>> Begin EXCERPTED PASSAGE

What does $(command) & do?

Short Answer

Given the syntax $(command) &, the result is the same as if you took the output of running just command and then tried to run that as a command. And all of this would be done in the background, meaning that there would be no visible output or hanging in the terminal.

For example, if we had a text file named mycommand.txt with the contents:

echo "Hello World"

Then the command

$(cat mycommand.txt) &

would be equivalent to running

echo "Hello World" &

But since we added the ampersand (&), we wouldn't see any output from this command, so it would be pretty useless in this example.


Long Answer (Explanation)

Dollar sign $ (Variable)

The dollar sign before the thing in parenthesis usually refers to a variable. This means that this command is either passing an argument to that variable from a bash script or is getting the value of that variable for something. The difference in bash scripting for calling on and declaring variables goes as such:

Declare a variable without the dollar sign and call it with a dollar sign. For example, a script that contains this

#!/bin/bash
STR="Hello World!"
echo $STR

Would output this

Hello World!

>> End EXCERPTED PASSAGE
>> Begin RECORD SET

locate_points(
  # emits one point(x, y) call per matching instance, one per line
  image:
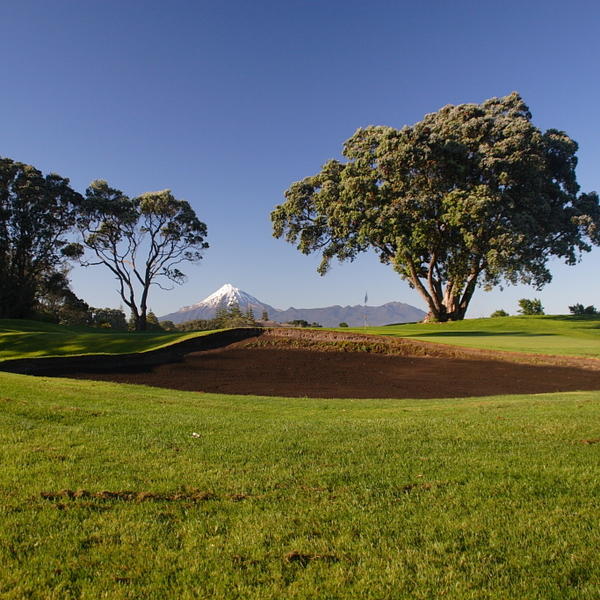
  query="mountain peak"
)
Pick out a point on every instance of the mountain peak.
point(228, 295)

>> End RECORD SET
>> Begin RECORD SET

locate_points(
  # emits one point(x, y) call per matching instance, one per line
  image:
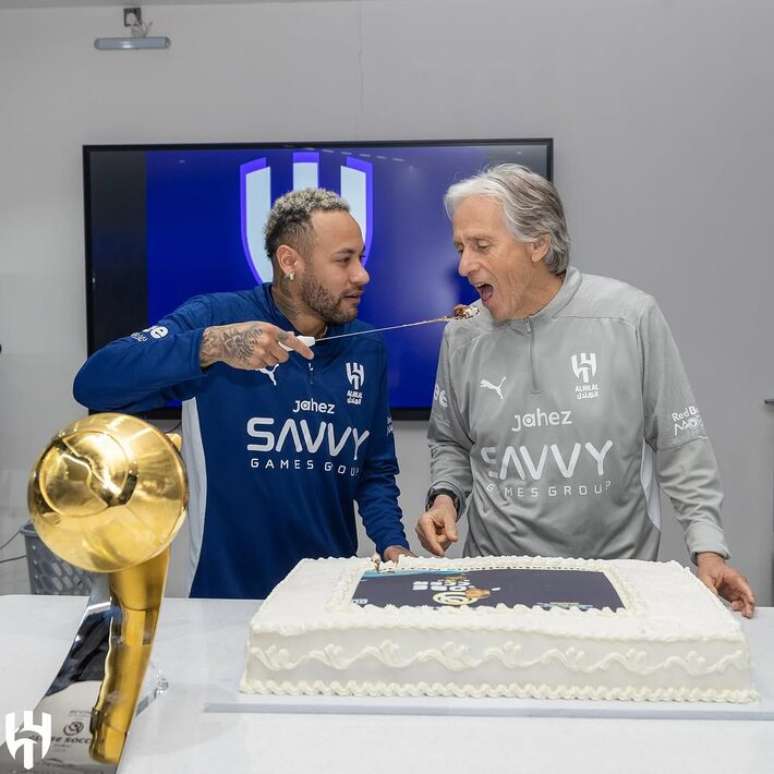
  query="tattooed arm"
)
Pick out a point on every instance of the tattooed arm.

>> End RECORD SET
>> Begin RECORD SET

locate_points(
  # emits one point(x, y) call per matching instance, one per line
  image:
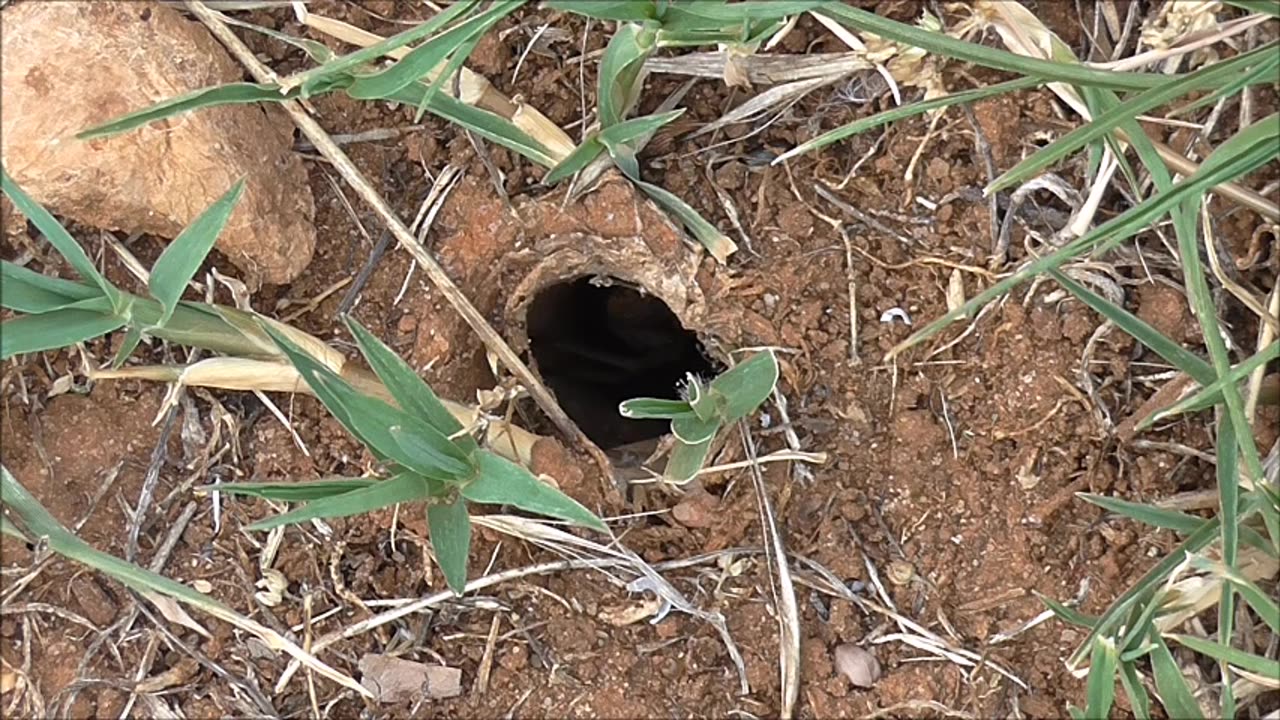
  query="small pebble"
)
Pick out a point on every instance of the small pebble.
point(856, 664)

>> End RECORD SET

• REQUIREMENTS
Could you give again, word for word, the part of the bash explanation above that opens with the words containing "But since we" and closes with "sign $ (Variable)"?

• RESULT OF THE TASK
But since we added the ampersand (&), we wouldn't see any output from this command, so it would be pretty useless in this example.


Long Answer (Explanation)

Dollar sign $ (Variable)